| Your goal |
Collect every line of the material below that contains the string "target", and copy each of those lines unchanged.

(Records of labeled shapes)
######

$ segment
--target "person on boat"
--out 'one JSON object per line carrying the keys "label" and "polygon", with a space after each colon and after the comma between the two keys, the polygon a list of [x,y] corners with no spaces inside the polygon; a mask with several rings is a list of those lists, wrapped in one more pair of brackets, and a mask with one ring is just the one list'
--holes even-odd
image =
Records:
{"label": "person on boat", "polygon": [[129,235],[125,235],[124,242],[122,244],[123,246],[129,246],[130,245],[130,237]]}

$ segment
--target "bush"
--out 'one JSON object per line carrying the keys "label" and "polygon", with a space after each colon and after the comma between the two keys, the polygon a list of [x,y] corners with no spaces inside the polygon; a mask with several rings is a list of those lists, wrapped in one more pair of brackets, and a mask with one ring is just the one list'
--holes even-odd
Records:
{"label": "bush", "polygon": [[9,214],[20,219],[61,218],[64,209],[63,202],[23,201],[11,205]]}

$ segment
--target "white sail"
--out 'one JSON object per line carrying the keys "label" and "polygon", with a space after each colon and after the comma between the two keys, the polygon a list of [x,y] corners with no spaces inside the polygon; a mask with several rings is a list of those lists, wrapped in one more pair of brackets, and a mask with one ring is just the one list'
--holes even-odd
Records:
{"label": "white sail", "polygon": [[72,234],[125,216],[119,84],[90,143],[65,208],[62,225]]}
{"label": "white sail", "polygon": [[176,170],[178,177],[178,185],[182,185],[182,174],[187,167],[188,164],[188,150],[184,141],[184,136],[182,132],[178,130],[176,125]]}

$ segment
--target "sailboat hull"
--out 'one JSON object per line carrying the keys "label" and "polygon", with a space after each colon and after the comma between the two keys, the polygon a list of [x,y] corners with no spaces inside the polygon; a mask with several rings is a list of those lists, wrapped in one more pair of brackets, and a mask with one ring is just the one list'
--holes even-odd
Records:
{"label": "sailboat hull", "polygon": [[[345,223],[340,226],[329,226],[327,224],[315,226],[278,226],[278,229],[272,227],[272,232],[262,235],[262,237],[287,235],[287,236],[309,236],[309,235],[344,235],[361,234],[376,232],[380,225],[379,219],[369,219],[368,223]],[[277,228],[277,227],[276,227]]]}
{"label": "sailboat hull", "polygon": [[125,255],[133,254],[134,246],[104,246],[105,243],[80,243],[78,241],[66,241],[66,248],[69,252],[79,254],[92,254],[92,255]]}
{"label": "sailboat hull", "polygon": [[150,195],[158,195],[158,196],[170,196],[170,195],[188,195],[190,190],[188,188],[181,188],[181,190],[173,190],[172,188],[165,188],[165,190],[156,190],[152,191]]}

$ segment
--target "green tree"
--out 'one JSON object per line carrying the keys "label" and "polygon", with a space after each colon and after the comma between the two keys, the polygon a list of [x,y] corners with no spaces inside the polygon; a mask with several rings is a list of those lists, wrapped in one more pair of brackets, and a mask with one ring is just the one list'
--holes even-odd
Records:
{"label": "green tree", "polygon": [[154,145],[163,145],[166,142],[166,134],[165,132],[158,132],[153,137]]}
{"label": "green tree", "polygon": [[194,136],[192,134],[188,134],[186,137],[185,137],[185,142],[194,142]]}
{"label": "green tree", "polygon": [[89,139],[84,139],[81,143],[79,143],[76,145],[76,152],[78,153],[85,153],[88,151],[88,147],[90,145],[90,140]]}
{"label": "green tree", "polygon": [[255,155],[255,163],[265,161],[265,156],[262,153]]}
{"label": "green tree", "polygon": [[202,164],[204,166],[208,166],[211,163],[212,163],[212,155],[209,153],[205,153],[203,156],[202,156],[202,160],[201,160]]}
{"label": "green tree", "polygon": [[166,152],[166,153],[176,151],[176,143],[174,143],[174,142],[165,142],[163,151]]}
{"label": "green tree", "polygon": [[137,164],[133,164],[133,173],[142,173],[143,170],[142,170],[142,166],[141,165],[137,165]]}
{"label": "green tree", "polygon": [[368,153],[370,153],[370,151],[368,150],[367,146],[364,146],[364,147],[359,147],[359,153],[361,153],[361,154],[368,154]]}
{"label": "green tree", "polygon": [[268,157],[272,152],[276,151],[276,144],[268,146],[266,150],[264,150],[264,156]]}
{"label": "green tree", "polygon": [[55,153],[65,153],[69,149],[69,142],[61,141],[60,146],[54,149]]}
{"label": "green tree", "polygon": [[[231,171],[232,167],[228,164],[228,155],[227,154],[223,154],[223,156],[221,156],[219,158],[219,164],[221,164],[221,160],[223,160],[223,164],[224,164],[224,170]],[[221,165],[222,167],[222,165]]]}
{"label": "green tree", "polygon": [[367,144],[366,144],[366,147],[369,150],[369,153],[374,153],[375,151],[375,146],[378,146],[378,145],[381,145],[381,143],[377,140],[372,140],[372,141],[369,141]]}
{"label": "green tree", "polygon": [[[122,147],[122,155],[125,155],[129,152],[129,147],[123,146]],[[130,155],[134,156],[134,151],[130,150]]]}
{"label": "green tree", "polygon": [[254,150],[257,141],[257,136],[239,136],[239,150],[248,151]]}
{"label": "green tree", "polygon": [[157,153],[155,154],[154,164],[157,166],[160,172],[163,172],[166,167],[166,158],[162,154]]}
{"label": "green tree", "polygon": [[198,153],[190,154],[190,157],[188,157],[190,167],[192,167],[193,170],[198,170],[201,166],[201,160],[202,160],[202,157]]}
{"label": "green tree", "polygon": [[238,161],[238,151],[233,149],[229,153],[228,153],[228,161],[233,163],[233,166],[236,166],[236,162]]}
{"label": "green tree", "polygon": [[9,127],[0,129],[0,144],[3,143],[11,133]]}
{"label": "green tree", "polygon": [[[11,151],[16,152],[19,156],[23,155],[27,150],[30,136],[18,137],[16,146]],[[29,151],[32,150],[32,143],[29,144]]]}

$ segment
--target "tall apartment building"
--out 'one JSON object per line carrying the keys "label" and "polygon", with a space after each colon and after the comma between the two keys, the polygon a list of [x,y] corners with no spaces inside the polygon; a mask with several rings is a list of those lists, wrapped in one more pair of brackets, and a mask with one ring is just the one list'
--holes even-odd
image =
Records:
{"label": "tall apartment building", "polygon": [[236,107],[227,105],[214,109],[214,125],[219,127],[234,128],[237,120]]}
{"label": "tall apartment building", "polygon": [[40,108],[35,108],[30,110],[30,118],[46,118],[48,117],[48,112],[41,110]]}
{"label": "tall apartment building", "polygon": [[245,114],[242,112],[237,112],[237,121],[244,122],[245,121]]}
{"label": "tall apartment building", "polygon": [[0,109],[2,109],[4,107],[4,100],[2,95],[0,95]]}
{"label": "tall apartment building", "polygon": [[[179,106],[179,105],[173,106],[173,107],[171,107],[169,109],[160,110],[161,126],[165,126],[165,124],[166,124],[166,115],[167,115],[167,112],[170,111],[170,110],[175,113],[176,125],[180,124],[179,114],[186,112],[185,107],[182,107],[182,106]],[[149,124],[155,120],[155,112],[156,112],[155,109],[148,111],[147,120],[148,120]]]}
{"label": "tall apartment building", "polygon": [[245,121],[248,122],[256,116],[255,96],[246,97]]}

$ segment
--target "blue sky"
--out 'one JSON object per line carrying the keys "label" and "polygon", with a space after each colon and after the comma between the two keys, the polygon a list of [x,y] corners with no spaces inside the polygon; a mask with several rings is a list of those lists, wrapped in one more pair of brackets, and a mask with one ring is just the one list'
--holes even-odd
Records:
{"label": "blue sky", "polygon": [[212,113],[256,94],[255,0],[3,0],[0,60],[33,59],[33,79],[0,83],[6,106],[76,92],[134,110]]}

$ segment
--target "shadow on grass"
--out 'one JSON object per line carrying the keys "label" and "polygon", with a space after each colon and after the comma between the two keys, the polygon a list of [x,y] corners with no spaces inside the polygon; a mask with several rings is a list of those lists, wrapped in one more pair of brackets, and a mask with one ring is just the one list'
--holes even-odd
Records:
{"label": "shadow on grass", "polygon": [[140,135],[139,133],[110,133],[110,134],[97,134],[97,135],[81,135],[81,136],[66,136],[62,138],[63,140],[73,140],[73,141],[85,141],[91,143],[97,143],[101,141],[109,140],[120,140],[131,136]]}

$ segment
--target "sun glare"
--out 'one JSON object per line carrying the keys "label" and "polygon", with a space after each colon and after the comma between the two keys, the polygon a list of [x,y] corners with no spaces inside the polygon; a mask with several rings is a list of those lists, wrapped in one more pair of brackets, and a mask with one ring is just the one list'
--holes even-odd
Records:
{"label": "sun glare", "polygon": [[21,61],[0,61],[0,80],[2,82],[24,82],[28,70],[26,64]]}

######

| Problem solution |
--target "person on boat"
--target "bush"
--target "white sail"
--target "sailboat hull"
--target "green tree"
--target "tall apartment building"
--target "blue sky"
--target "shadow on grass"
--target "sun glare"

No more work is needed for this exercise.